* begin DATA SHOWN *

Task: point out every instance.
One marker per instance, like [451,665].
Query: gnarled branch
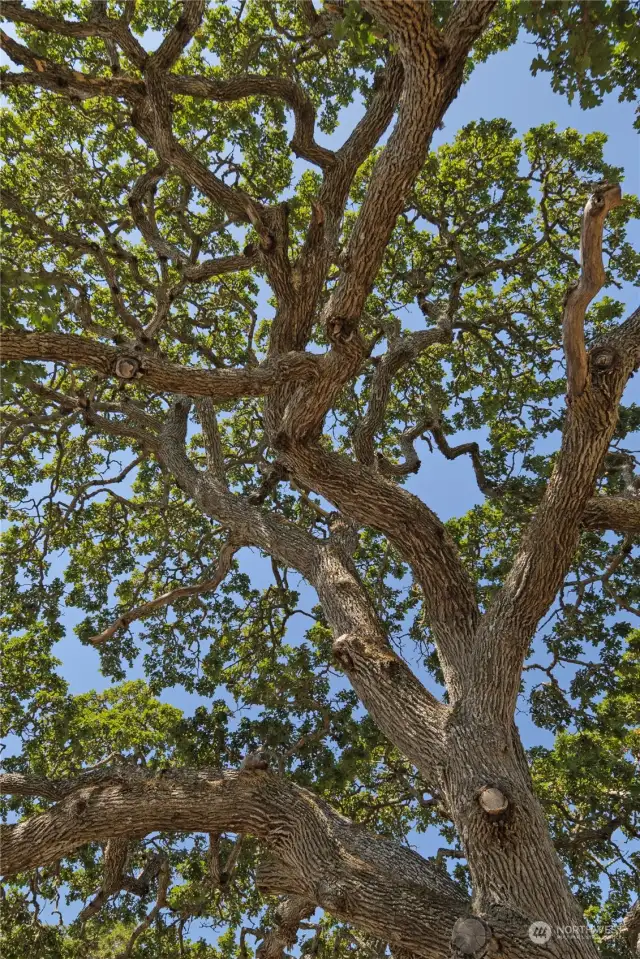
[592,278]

* end DATA SHOWN *
* begin DATA SHOWN *

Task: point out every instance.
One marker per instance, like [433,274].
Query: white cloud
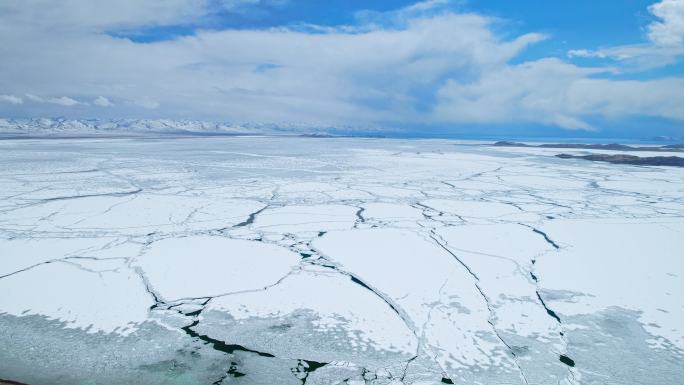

* end DATA SHOWN *
* begin DATA SHOWN *

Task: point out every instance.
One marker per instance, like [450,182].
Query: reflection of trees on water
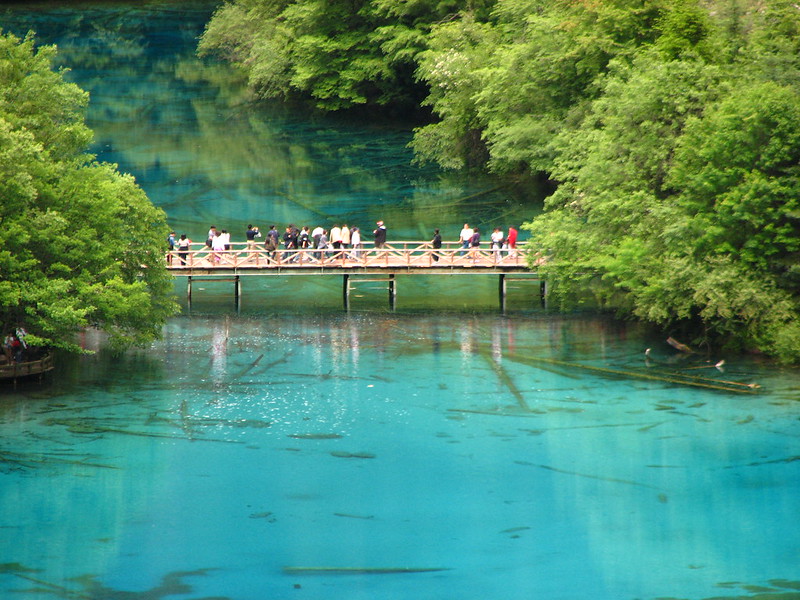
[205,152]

* end DATA SHOWN *

From the rows above, pull out each line that contains the string "Query". Case counts.

Query: gnarled branch
Query: white cloud
Query: reflection of trees on water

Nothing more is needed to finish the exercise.